++++ Dataset records ++++
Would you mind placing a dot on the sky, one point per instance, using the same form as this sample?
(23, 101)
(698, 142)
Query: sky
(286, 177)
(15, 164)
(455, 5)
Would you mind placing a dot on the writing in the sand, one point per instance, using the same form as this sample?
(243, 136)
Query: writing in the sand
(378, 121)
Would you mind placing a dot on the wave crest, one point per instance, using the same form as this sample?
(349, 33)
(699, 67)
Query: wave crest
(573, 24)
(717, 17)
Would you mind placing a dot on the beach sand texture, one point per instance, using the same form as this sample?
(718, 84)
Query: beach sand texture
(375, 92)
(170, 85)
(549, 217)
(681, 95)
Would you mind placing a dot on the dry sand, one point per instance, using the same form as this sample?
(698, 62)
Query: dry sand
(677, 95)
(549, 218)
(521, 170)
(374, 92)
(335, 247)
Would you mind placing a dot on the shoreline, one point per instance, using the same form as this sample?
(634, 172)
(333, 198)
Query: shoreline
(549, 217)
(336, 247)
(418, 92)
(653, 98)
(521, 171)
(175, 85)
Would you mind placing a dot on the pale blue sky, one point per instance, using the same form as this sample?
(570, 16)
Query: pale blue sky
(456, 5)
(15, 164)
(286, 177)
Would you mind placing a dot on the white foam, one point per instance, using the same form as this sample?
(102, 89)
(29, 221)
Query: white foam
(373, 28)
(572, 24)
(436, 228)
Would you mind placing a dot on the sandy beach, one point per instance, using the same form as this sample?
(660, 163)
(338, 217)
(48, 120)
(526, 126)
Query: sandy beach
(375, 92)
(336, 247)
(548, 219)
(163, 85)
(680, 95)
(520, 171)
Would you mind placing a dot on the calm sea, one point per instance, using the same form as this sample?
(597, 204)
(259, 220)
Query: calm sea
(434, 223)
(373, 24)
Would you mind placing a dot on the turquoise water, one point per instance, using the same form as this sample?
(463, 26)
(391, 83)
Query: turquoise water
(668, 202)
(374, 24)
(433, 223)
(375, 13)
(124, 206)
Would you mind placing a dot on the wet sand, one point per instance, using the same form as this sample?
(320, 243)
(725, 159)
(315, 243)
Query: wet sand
++++
Work to complete
Reproduce every line of the listing above without changing anything.

Response
Would you mind placing a dot on the sky, one point per instance, using the same form as this sample?
(23, 101)
(698, 142)
Query: sky
(286, 177)
(15, 164)
(455, 5)
Would you mind placing a dot on the writing in the sand, one point per instance, using the same form as this sample?
(243, 136)
Query: writing in the sand
(378, 121)
Would you mind placing a dot on the wave crest, one point per instance, using the same form as this sample?
(349, 33)
(699, 67)
Query: wave crest
(573, 24)
(717, 17)
Would you mind placing a dot on the beach sand texture, one point per instance, using the same form as this sample?
(718, 84)
Query: beach sand texture
(375, 92)
(170, 85)
(549, 217)
(681, 95)
Would you mind placing a dot on the dry sand, one point per instance, using the same form as this sample?
(698, 62)
Query: dry sand
(677, 95)
(549, 218)
(521, 170)
(374, 92)
(335, 247)
Would you mind placing a dot on the shoreline, one point per instance, using the same form as this sample?
(634, 172)
(333, 198)
Query: shoreline
(549, 217)
(336, 247)
(418, 92)
(653, 98)
(521, 171)
(175, 85)
Would you mind placing a dot on the pale blue sky, one point per instance, using the same form as this sample?
(570, 16)
Query: pale blue sky
(456, 5)
(15, 164)
(286, 177)
Would you mind placing a dot on the white foam, one point per instance, using the same form as this sample?
(102, 89)
(29, 221)
Query: white foam
(373, 28)
(572, 24)
(436, 228)
Would you mind placing a dot on the sandy beach, one point per instance, using the same form as this sample?
(660, 163)
(338, 217)
(48, 120)
(526, 126)
Query: sandy beach
(375, 92)
(336, 247)
(548, 219)
(163, 85)
(680, 95)
(520, 171)
Would you mind placing a dot on the calm sea, one point per instance, using the same form as this sample?
(597, 204)
(259, 220)
Query: calm sea
(434, 223)
(373, 24)
Would you mind placing a dot on the turquoise water, one point per instance, using the same form as this sample?
(463, 26)
(391, 83)
Query: turquoise water
(668, 202)
(374, 24)
(433, 223)
(375, 13)
(124, 206)
Would you mind placing a dot on the wet sand, one point per instance, using the same form as this sample?
(320, 243)
(725, 159)
(315, 243)
Query: wet sand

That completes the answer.